#### [Selection]
- - - -

But words are my business, not who’s been eating their Wheaties, and the words I’ve been pondering lately are Sonny the cuckoo bird’s Dennis Hopper-esque admission “I’m cuckoo for Cocoa Puffs.” That catchphrase has become a snowclone—one of those repeatable, adaptable, fill-in-the-blank idioms such as “Not your father’s X,” “Post-traumatic X disorder,” “I for one welcome our new X overlords,” and “X is the new Y”. The Cocoa Puffs snowclone creates memorable phrases such as “cuckoo for cuckold puffs” and “cuckoo for robo-puffs”, comprising a prolific and undocumented slice of insanity-describing slang that, I reckon, is as fun as a monkey in a top hat juggling slinkies.

- - - -

#### [Given material]
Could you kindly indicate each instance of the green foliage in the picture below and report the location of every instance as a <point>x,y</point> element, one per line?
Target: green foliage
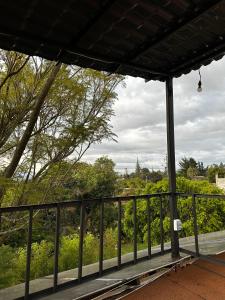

- - - -

#### [Required work]
• A. In the snowclone passage, who gives the admission "I'm cuckoo for Cocoa Puffs"?
• B. Please write what comes next in the snowclone passage, starting after its final sentence.

#### [Task-by-task results]
• A. Sonny the cuckoo bird

• B.
Before we put on our rubber booties to romp through the snowclone drifts, cuckoo and Cocoa Puffs deserve their own paragraphs. In the cereal bowl of popular culture, Cocoa Puffs is as well-milked as a cereal gets. Chuck Klosterman titled a book of pop culture essays Sex, Drugs, and Cocoa Puffs. William Shatner’s Denny Crane, so fond of battily repeating his own name, has been known to repeat “Cuckoo for Cocoa Puffs!” On 30 Rock, Liz Lemon said of guest Jennifer Anniston’s character, “She is staunchly in favor of Cocoa Puffs”—a leading contender for paraphrase of the year. Cocoa Puffs have also been mentioned on episodes of Family Guy and Robot Chicken, and an episode of Gilmore Girls is titled “After-hours Cocoa Puffs”. Like crack, Cocoa Puffs is more than just a dangerous substance that destroyed the fabric of American cities—it’s a common slang term for insanity. (In songs by The Black-eyed Peas and Nelly, Cocoa Puffs also has sexual and drug-related meanings that are less common and even less recommended by the FDA).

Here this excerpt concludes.